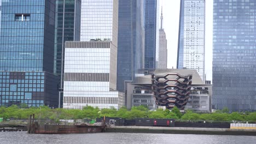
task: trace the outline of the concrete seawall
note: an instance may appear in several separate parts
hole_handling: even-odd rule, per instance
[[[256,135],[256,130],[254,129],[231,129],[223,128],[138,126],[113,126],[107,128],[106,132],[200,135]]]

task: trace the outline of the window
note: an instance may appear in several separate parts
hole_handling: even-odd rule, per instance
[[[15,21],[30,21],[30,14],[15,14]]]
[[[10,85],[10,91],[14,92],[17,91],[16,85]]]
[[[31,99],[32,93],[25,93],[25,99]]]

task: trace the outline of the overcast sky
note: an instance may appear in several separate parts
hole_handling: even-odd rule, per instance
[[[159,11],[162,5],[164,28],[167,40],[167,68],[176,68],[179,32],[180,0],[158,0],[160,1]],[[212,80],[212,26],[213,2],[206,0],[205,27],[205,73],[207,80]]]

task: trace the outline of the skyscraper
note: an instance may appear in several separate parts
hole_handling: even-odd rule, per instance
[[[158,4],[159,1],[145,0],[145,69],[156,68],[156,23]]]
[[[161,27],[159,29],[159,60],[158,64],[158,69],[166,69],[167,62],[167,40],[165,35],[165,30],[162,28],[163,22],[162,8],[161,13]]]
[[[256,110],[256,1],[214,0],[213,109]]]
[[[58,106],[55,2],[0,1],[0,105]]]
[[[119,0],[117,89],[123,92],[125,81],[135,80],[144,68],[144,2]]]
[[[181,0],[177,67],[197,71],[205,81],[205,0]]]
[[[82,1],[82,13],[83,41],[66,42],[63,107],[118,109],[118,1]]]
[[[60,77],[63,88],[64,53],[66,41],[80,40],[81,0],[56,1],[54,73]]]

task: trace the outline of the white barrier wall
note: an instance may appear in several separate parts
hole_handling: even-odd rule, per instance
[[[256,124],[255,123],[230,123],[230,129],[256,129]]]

------------

◆ Exercise directions
Rewrite every line of the listing above, swapping each instance of "trace the outline of" for "draw the boundary of" and keeping everything else as it is, but omit the pictures.

◆ Full solution
task: draw the boundary of the concrete seawall
note: an instance may appear in several separate parts
hole_handling: even-odd rule, per instance
[[[256,135],[256,130],[254,129],[231,129],[223,128],[138,126],[113,126],[107,128],[106,132],[200,135]]]

task: draw the boundary of the window
note: an instance may appear in several separate parts
hole_handling: even-odd rule, per instance
[[[15,21],[30,21],[30,14],[15,14]]]
[[[10,85],[10,91],[14,92],[17,91],[16,85]]]
[[[31,99],[32,93],[25,93],[25,99]]]

task: draw the boundary of the overcast sky
note: an instance may appear in several separate parts
hole_handling: even-odd rule, per instance
[[[159,11],[162,5],[164,28],[167,40],[167,68],[176,68],[179,32],[180,0],[158,0],[160,1]],[[212,80],[212,26],[213,2],[206,0],[205,27],[205,73],[207,80]]]

task: draw the boundary of the skyscraper
note: an instance may appear in several separate parts
hole_handling: even-odd rule, per instance
[[[158,4],[159,1],[145,0],[145,69],[156,68],[156,23]]]
[[[161,27],[159,29],[159,60],[158,64],[158,69],[166,69],[167,62],[167,40],[165,35],[165,30],[162,28],[163,22],[162,8],[161,13]]]
[[[256,110],[256,1],[214,0],[213,109]]]
[[[58,106],[55,2],[0,1],[0,105]]]
[[[119,0],[117,89],[123,92],[125,81],[135,80],[144,68],[144,2]]]
[[[181,0],[177,67],[197,71],[205,81],[205,0]]]
[[[82,1],[82,13],[83,41],[66,42],[63,107],[118,109],[118,1]]]
[[[60,77],[63,88],[64,53],[66,41],[80,40],[81,0],[56,1],[54,73]]]

task: draw the boundary of the white barrier wall
note: an instance may appear in several separate parts
hole_handling: even-odd rule, per instance
[[[256,124],[255,123],[230,123],[230,129],[256,129]]]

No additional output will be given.